DIRECTIONS |
• a. Repeat word for word the part of the Lester Young text starting with "The Lester Young sound" and going on through "quite banal mimicry.".
• b. Carry on the Lester Young text from its last sentence.

===== TEXT =====

To play a saxophone in the Lester Young manner requires – well, it requires a Lester Young, which is to say an artist with his roots immersed deeply in the mainstream of jazz. Or that failing, a musician with at least a feeling for jazz’ muscular, swinging tradition. An error committed so frequently as to become commonplace finds the imitator concerned more with sound than substance.
The Lester Young sound is a very special thing, certainly, and with it is associated a kind of languor, a sophistication that often belies its basic blues foundation. But the guts of the blues – and its purposeful vigor – is also a vital part of the Young style. And without it, without this strength that is suggested rather than expressed boldly, the would-be Lester Youngs create little more than hollow, superficial and often quite banal mimicry.
The imitators could learn considerable from this album, entitled with justification The Jazz Giants ’56. For in this one, Lester illustrates more graphically than ever just where the “Lester Young school” has been errant. By no means is this, as they say in the television commercials, a “new” Lester Young, but it is a Lester Young with a stronger approach than has been his very recent custom. The tone remains, lean and cool (in the best sense), but the vigor is unmistakable and the jazz ideas are, as always, fresh and imaginative.
Generally, one doesn’t often think of Young as a catalyst (as, for example, Lionel Hampton who by his mere presence will force others around him to swing). But the catalytic properties – or, perhaps, an infectious enthusiasm – must have been in action on this record date, Jan 12, 1956. Listen, here, to the piano of Teddy Wilson, normally the most sedate of musicians. With no loss of his neat individuality, the calm and measured Teddy Wilson style emerges with something more – a very moving sense of excitement, expressed with typical subtlety.

===== ENTRIES SUPPLIED =====

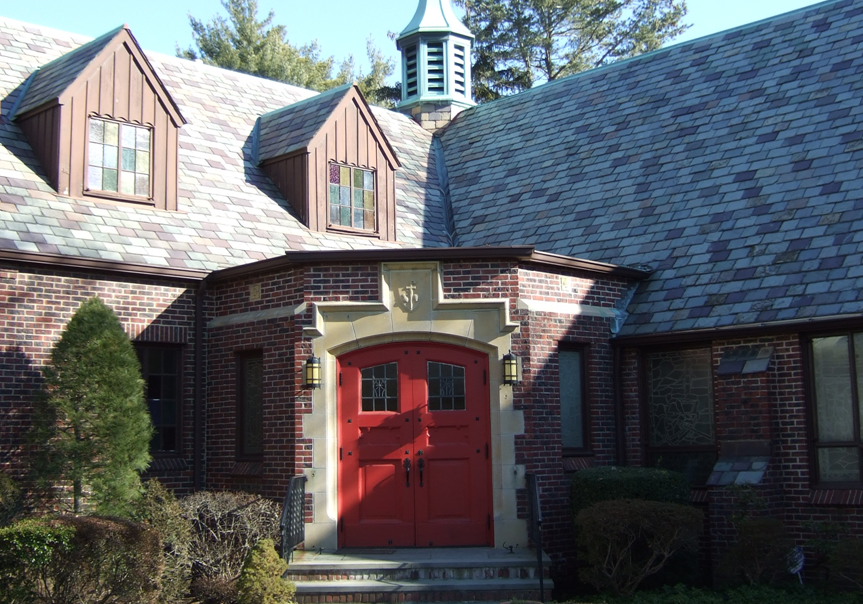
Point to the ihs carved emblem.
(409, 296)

=====
===== ENTRIES SUPPLIED =====

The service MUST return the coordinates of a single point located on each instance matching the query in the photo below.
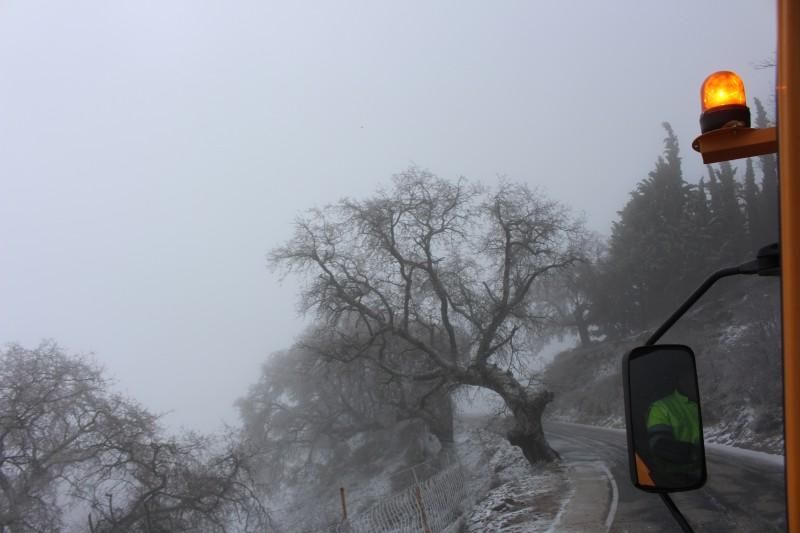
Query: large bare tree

=====

ANSWERS BELOW |
• a.
The Lester Young sound is a very special thing, certainly, and with it is associated a kind of languor, a sophistication that often belies its basic blues foundation. But the guts of the blues – and its purposeful vigor – is also a vital part of the Young style. And without it, without this strength that is suggested rather than expressed boldly, the would-be Lester Youngs create little more than hollow, superficial and often quite banal mimicry.

• b.
In a number of ways, this proved to be a session bulging with “firsts.” Remarkably enough, this is the first time Young has ever recorded with Roy Eldridge, the trumpeter; the first time trombonist Vic Dickenson has recoded with either Lester or Roy, and the first time in some 10 years that Teddy and Lester have matched talents together on record. On that occasion, they were providing background for Billie Holiday on Brunswick; one of Billie’s songs then was This Year’s Kisses (an Irving Berlin hit of 1937) and Lester had the sentimental notion the song might be an effective one for jamming by his septet, which explains its presence here.
Taking them individually, Teddy Wilson rates as one of the foremost although – in these days – curiously neglected pianists in jazz, a veteran of the Swing Era, whose approach remains scholarly and swinging and yet (again in the best sense) cool. Chicago-born Jonathon “Jo” Jones, a subtle drummer and an inspiration for any number of other drummers, first hit prominence with the Count Basie band as did Freddie Greene and Gene Ramey. Still another Basie veteran of note, trombonist Vic Dickenson has earned a staunch reputation among fellow musicians for his versatility; with ease and aplomb, Dickenson crosses from traditional or Dixieland to a more contemporary style and in all of this retaining a fiery intensity on uptempo tunes and enormous warmth on the blues and ballads. Trumpeter Roy Eldridge is, of course, a formidable jazz giant – his longtime appellation of “Little Jazz” notwithstanding – whose career extends fully 30 years (he was born in 1911 and was playing with the Horace Henderson band in 1926). The three decades on the jazz scene includes tours with Jazz at the Philharmonic and with the bands of, to name only a few, Artie Shaw, Gene Krupa and Benny Goodman’s sextet. Among jazz historians, Eldridge is generally considered an eloquent link between Louis Armstrong and Dizzy Gillespie.